A wonderful women once asked me “Whats in your backpack?” I remember my first thought….huh? What does that mean? Do i look like I’m carrying baggage?

So what is it? Why is it important? Her definition was pretty clear – All the things we carry around, knowing or unknowingly in our bodies….all the thoughts, feelings, to do list, emotions, pains, fears, you name it.

I remember saying “I have no clue”. I remember closing my eyes and attempting to figure it out, but because I had carried it for so long and pretty much dragged it all through each and every day, I had forgotten to stop and take a closer look.

My immediate thought – “well everyone has one and I’m sure they are all as full as mine. There are many things that I HAVE to do, not necessarily WANT to do, but because I am a mom, career women, and super amazing, I can, will and definitely try to do it all.”

I remember the next moment when she look at me and said “well that can only last for so long. Eventually your backpack will be so full…you won’t even know where to start to attempt to unpack it”…I think she knew in her heart and soul that I was already there. Full! Unaware and oblivious to what I had packed away for so long.

------------------------------------------------------------------------

**EXERCISE DIRECTIONS**
Rewrite the backpack passage between "A wonderful women" and "you name it.", inclusive, with each "backpack" changed to "knapsack". The data that comes next is from a separate source and has no connection to the backpack passage.

**DATA**

------------------------------------------------------------------------

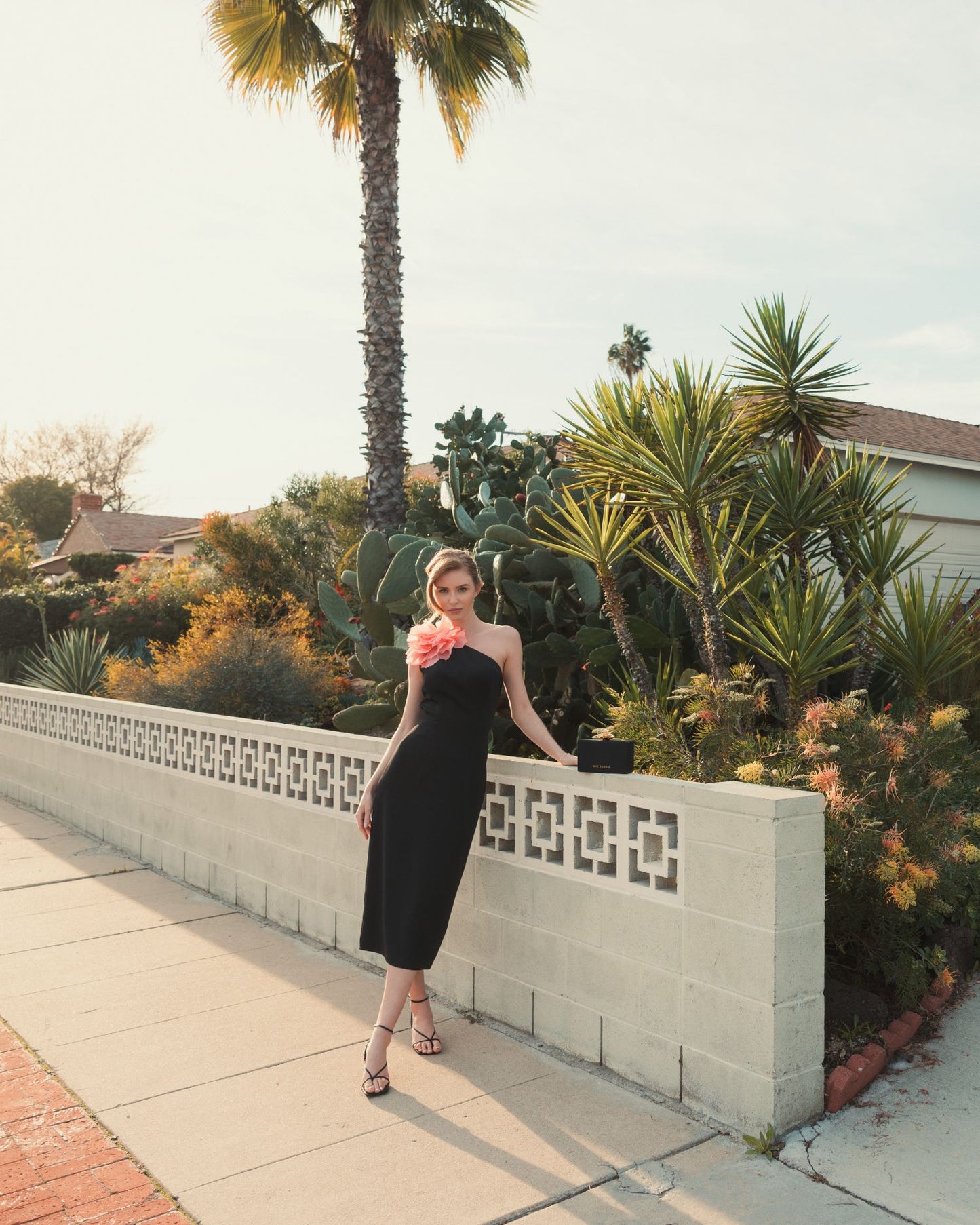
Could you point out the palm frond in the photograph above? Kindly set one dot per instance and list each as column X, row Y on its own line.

------------------------------------------------------------------------

**COMPLETED TASK**
A wonderful women once asked me “Whats in your knapsack?” I remember my first thought….huh? What does that mean? Do i look like I’m carrying baggage?

So what is it? Why is it important? Her definition was pretty clear – All the things we carry around, knowing or unknowingly in our bodies….all the thoughts, feelings, to do list, emotions, pains, fears, you name it.